(Listed records):
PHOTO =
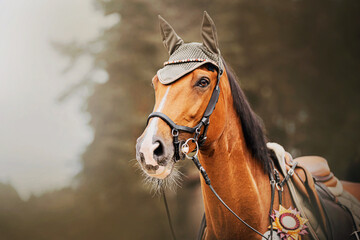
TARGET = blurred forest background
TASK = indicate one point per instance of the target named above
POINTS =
(297, 61)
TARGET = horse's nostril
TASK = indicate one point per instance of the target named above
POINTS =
(142, 158)
(159, 151)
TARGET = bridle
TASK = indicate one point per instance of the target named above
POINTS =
(200, 139)
(204, 122)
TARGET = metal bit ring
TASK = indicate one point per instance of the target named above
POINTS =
(185, 148)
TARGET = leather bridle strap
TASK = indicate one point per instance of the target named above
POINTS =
(175, 129)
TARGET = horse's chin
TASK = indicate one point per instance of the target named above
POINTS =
(162, 172)
(166, 177)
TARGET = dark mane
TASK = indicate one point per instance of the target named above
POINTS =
(251, 124)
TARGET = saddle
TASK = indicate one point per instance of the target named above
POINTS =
(317, 194)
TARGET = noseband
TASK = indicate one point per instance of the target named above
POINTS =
(204, 122)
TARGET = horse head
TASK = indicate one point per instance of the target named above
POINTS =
(186, 91)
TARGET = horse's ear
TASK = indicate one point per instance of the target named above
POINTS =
(170, 39)
(209, 35)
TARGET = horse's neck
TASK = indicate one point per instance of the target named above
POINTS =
(239, 180)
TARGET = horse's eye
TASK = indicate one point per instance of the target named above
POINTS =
(203, 82)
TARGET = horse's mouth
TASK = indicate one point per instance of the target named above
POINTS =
(161, 172)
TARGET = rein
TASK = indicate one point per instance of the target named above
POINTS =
(199, 140)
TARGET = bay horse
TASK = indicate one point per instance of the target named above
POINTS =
(228, 140)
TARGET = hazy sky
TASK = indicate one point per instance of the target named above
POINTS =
(41, 139)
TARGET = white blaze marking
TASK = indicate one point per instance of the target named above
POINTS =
(147, 146)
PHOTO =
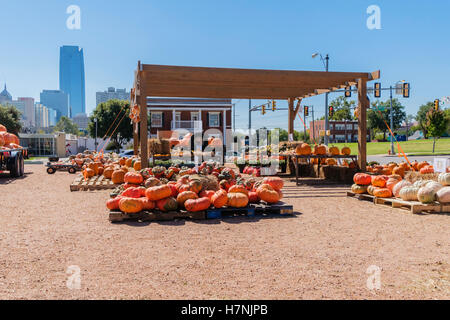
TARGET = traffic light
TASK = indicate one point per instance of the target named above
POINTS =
(405, 90)
(330, 112)
(348, 92)
(436, 104)
(377, 90)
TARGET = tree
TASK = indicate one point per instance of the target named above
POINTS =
(66, 125)
(10, 118)
(436, 124)
(342, 109)
(120, 131)
(422, 117)
(379, 116)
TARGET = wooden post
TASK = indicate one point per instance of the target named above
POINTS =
(363, 104)
(291, 117)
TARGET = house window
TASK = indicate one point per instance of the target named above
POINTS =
(214, 119)
(156, 121)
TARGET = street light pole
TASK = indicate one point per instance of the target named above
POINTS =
(95, 120)
(327, 123)
(392, 123)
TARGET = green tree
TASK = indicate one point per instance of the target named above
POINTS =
(66, 125)
(436, 124)
(10, 118)
(106, 113)
(342, 108)
(379, 116)
(422, 117)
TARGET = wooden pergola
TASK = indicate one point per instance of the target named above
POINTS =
(200, 82)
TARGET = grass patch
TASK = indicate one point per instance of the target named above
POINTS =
(415, 147)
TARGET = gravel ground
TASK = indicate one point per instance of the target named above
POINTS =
(324, 252)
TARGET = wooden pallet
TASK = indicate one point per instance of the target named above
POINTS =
(251, 211)
(118, 216)
(362, 197)
(94, 183)
(414, 207)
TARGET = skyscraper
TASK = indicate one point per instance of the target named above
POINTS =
(57, 100)
(71, 78)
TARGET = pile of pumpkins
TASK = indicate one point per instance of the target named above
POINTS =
(400, 169)
(383, 186)
(145, 193)
(8, 141)
(305, 149)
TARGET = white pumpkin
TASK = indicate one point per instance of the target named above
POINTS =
(444, 179)
(426, 195)
(409, 193)
(443, 195)
(399, 186)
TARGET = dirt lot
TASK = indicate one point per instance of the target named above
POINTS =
(324, 252)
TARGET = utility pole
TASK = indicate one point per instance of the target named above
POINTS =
(392, 124)
(327, 124)
(249, 114)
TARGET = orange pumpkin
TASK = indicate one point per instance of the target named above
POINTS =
(379, 181)
(346, 151)
(237, 200)
(137, 165)
(275, 182)
(268, 194)
(118, 176)
(132, 193)
(131, 205)
(320, 149)
(334, 151)
(382, 193)
(238, 189)
(147, 204)
(303, 149)
(219, 199)
(133, 177)
(196, 205)
(207, 193)
(195, 186)
(158, 192)
(184, 196)
(362, 179)
(113, 204)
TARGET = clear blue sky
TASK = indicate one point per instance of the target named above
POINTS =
(412, 44)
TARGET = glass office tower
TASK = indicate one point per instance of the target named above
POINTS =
(71, 78)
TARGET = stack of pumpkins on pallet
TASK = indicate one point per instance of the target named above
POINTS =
(383, 186)
(8, 141)
(305, 149)
(148, 190)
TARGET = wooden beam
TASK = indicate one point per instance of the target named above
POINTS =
(363, 105)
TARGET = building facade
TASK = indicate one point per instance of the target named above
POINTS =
(58, 100)
(81, 120)
(112, 93)
(340, 131)
(72, 79)
(191, 114)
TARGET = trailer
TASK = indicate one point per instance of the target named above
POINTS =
(13, 161)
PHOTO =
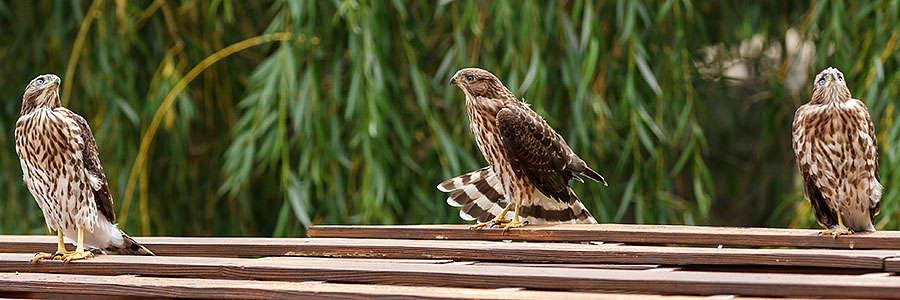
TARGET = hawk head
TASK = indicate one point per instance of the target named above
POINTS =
(830, 87)
(41, 91)
(476, 83)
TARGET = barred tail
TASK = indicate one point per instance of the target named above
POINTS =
(479, 195)
(128, 247)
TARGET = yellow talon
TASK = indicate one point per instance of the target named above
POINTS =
(498, 220)
(515, 223)
(835, 233)
(41, 256)
(61, 252)
(76, 256)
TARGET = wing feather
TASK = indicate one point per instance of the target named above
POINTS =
(91, 161)
(537, 151)
(801, 127)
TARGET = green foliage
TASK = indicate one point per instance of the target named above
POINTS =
(340, 112)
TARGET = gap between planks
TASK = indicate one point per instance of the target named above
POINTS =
(473, 276)
(245, 289)
(489, 251)
(624, 233)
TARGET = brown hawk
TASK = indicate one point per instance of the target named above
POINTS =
(834, 141)
(529, 164)
(61, 167)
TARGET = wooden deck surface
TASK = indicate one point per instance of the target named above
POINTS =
(451, 262)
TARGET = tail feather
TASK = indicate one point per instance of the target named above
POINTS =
(479, 195)
(128, 247)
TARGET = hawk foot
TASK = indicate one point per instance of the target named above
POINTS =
(41, 256)
(838, 229)
(490, 224)
(75, 255)
(835, 232)
(514, 224)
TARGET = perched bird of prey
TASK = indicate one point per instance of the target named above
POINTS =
(61, 167)
(834, 141)
(529, 164)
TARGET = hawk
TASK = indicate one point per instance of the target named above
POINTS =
(834, 141)
(61, 168)
(529, 164)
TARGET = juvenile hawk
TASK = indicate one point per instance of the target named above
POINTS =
(61, 168)
(834, 141)
(529, 164)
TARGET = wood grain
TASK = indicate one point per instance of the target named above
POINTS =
(892, 264)
(472, 276)
(624, 233)
(131, 286)
(494, 251)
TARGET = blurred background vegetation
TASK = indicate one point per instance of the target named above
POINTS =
(258, 118)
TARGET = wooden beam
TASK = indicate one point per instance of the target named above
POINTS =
(892, 264)
(492, 251)
(65, 284)
(624, 233)
(472, 276)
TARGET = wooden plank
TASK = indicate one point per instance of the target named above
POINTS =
(892, 264)
(473, 276)
(497, 251)
(131, 286)
(624, 233)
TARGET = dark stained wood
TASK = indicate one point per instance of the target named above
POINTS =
(624, 233)
(244, 289)
(495, 251)
(472, 276)
(892, 264)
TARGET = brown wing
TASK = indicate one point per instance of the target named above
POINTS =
(803, 150)
(871, 153)
(537, 151)
(91, 160)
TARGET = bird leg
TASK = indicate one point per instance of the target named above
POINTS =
(60, 250)
(498, 220)
(515, 223)
(837, 230)
(79, 252)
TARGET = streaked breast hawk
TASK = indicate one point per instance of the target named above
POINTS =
(529, 164)
(834, 141)
(61, 168)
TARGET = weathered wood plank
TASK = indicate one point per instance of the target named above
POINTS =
(473, 276)
(495, 251)
(892, 264)
(624, 233)
(65, 284)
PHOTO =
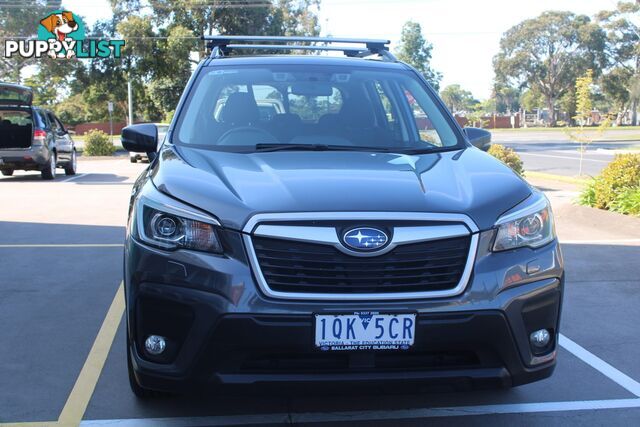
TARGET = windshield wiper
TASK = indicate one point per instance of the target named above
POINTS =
(314, 147)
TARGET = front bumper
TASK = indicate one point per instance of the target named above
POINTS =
(222, 330)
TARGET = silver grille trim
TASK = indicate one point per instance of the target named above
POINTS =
(328, 235)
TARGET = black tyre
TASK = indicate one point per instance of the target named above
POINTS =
(72, 167)
(49, 171)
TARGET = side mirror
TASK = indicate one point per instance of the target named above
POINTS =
(479, 138)
(140, 138)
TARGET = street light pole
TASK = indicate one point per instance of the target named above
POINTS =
(130, 97)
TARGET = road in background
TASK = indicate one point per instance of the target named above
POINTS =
(552, 152)
(61, 267)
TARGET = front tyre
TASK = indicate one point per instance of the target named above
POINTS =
(49, 171)
(72, 167)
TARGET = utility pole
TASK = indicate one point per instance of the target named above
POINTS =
(110, 108)
(130, 97)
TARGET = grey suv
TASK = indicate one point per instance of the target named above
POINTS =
(354, 235)
(32, 138)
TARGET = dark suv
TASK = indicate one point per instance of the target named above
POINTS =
(32, 138)
(355, 234)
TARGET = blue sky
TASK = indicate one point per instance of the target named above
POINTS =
(465, 33)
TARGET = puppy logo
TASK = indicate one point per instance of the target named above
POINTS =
(61, 25)
(61, 34)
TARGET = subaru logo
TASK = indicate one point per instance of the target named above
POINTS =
(365, 239)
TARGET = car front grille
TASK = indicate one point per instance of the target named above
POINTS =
(304, 267)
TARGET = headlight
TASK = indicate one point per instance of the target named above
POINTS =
(531, 226)
(168, 224)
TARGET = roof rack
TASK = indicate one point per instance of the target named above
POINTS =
(221, 46)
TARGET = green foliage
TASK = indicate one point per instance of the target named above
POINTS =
(507, 156)
(587, 196)
(507, 98)
(531, 99)
(415, 50)
(620, 175)
(458, 99)
(584, 102)
(547, 53)
(627, 201)
(98, 143)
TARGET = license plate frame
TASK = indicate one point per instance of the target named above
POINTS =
(364, 327)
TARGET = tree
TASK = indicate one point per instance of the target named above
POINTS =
(415, 50)
(547, 53)
(623, 50)
(584, 107)
(458, 99)
(617, 89)
(531, 99)
(507, 98)
(584, 102)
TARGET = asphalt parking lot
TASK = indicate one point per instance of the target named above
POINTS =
(63, 345)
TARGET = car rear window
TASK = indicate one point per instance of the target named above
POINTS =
(15, 117)
(237, 108)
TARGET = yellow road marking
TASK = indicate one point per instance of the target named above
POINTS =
(78, 400)
(64, 245)
(30, 424)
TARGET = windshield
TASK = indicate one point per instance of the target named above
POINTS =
(290, 107)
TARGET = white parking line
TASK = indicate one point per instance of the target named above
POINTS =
(64, 245)
(600, 365)
(599, 242)
(394, 414)
(451, 411)
(562, 157)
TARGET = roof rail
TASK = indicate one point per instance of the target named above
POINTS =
(221, 46)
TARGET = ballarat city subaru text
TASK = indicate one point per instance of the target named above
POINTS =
(313, 219)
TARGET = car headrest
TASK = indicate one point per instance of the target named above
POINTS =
(240, 109)
(356, 114)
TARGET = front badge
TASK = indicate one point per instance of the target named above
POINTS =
(365, 239)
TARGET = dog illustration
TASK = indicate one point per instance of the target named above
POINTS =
(60, 25)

(Written request):
Give the lines from the one containing "TARGET = roof rail" through the end of the entries again, exactly as written and with no other lines.

(The solution):
TARGET = roof rail
TASK = indicate one point per instance of the target named above
POINTS =
(221, 46)
TARGET = ballarat city subaru text
TASK = indicate one point per instance of the target named above
POINTS =
(313, 219)
TARGET = car headrest
TASK = indicate one point per instance of the target named above
POINTS =
(240, 109)
(356, 114)
TARGET = front badge
TASK = indicate one point per instance of the target named above
POINTS =
(365, 239)
TARGET = dog illustration
TASK = indicate one point per instance of the target named above
POINTS =
(60, 25)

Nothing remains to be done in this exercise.